- **Requests**
**A.** Answer these questions from the Police Academy 2 article:
(i) Who wrote the music for the film?
(ii) Which actress does not appear as Callahan in this installment?
(iii) How many days does chief Henry Hurst give Captain Pete Lassard to get the situation under control?
**B.** Repeat word for word the part of the Police Academy 2 article starting at "New faces in" and ending at "in Training (1986).".

- Theatrical release poster by Drew Struzan
- Directed by: Jerry Paris
- Written by: Barry W. Blaustein David Sheffield
- Based on: Characters by Neal Israel; Pat Proft;
- Produced by: Paul Maslansky Leonard Kroll
- Starring: Steve Guttenberg; Bubba Smith; David Graf; Michael Winslow; Bruce Mahler; Colleen Camp; Art Metrano; Marion Ramsey; Howard Hesseman; George Gaynes;
- Cinematography: James Crabe
- Edited by: Bob Wyman
- Music by: Robert Folk
- Production company: The Ladd Company
- Distributed by: Warner Bros.
- Release date: March 29, 1985;
- Running time: 87 minutes
- Country: United States
- Language: English
- Budget: $7.5 million
- Box office: $115 million

= Police Academy 2: Their First Assignment =

1985 film directed by Jerry Paris

Police Academy 2: Their First Assignment is a 1985 American comedy film directed by Jerry Paris. It is the second installment in the Police Academy franchise and the sequel to Police Academy.

Many actors who were in the first film return to reprise their roles. Steve Guttenberg, as Officer Carey Mahoney, the class clown; former American football player Bubba Smith returns as the colossal Moses Hightower; Marion Ramsey is featured again as the soft-spoken Laverne Hooks; David Graf returns as gun-crazy Officer Eugene Tackleberry; Michael Winslow returns as sound effects master Officer Larvell Jones and veteran actor George Gaynes returns as Commandant Eric Lassard. This is the only film in the franchise in which Leslie Easterbrook did not appear as Callahan.

New faces in Police Academy 2 include Howard Hesseman as Captain Pete Lassard (the brother of Police Academy commandant Eric Lassard); Bobcat Goldthwait as Zed McGlunk, the leader of "The Scullions", an obnoxious gang; Art Metrano as Lt. Ernie Mauser; Peter Van Norden as slobbish police dog Officer Vinnie Schtulman; Tim Kazurinsky as hapless business owner Carl Sweetchuck; and Lance Kinsey as Sgt. Carl Proctor. In the film, the Police Academy cadets have graduated and are assigned to the worst precinct in town, where they have to help Captain Pete Lassard fight Zed's gang. The film was followed by Police Academy 3: Back in Training (1986).

==Plot==
In an unnamed city, serious crime is increasing, particularly in the 16th precinct, which is beset by erratic criminal Zed McGlunk and his violent gang, the Scullions. With the citizens turning against the ineffective, outnumbered, and aging Metropolitan Police, chief Henry Hurst orders precinct Captain Pete Lassard to get the situation under control within 30 days or be replaced, granting him six new officers from the police academy graduating class of 1984: laidback Carey Mahoney, prankster Larvell Jones, gun-fanatic Eugene Tackleberry, gentle giant Moses Hightower, soft-spoken Laverne Hooks and bumbling Douglas Fackler. Seeing an opportunity to take Lassard's position, his Lieutenant, Ernie Mauser, plots to undermine his efforts and the new recruits, alongside his dim-witted partner, Sergeant Carl Proctor.

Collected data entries

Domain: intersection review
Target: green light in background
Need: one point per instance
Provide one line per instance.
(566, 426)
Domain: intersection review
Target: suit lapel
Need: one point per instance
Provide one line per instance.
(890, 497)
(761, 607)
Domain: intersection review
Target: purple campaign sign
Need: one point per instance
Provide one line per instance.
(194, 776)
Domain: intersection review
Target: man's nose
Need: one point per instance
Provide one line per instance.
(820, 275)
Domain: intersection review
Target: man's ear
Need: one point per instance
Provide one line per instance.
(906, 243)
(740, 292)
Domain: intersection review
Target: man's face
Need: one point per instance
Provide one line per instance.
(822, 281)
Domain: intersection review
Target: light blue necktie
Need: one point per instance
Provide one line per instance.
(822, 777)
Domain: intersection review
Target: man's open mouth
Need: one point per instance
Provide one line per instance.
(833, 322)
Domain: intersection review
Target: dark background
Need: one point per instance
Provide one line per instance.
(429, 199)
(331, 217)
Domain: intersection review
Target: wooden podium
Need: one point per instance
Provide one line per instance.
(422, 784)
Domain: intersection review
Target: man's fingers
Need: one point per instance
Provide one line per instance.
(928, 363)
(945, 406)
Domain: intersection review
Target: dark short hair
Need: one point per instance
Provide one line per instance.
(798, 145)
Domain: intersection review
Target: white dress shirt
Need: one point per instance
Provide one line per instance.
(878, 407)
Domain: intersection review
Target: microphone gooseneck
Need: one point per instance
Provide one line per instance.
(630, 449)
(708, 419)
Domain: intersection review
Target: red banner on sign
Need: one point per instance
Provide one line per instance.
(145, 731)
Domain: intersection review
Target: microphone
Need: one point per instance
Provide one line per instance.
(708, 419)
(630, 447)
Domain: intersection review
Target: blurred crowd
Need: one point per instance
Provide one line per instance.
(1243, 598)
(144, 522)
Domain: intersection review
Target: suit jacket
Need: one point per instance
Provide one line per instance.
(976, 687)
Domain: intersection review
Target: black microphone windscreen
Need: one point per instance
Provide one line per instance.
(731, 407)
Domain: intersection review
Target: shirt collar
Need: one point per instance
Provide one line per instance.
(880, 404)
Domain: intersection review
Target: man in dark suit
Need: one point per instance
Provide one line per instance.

- **Answers to the problems**
**A.**
(i) Robert Folk
(ii) Leslie Easterbrook
(iii) 30 days

**B.**
New faces in Police Academy 2 include Howard Hesseman as Captain Pete Lassard (the brother of Police Academy commandant Eric Lassard); Bobcat Goldthwait as Zed McGlunk, the leader of "The Scullions", an obnoxious gang; Art Metrano as Lt. Ernie Mauser; Peter Van Norden as slobbish police dog Officer Vinnie Schtulman; Tim Kazurinsky as hapless business owner Carl Sweetchuck; and Lance Kinsey as Sgt. Carl Proctor. In the film, the Police Academy cadets have graduated and are assigned to the worst precinct in town, where they have to help Captain Pete Lassard fight Zed's gang. The film was followed by Police Academy 3: Back in Training (1986).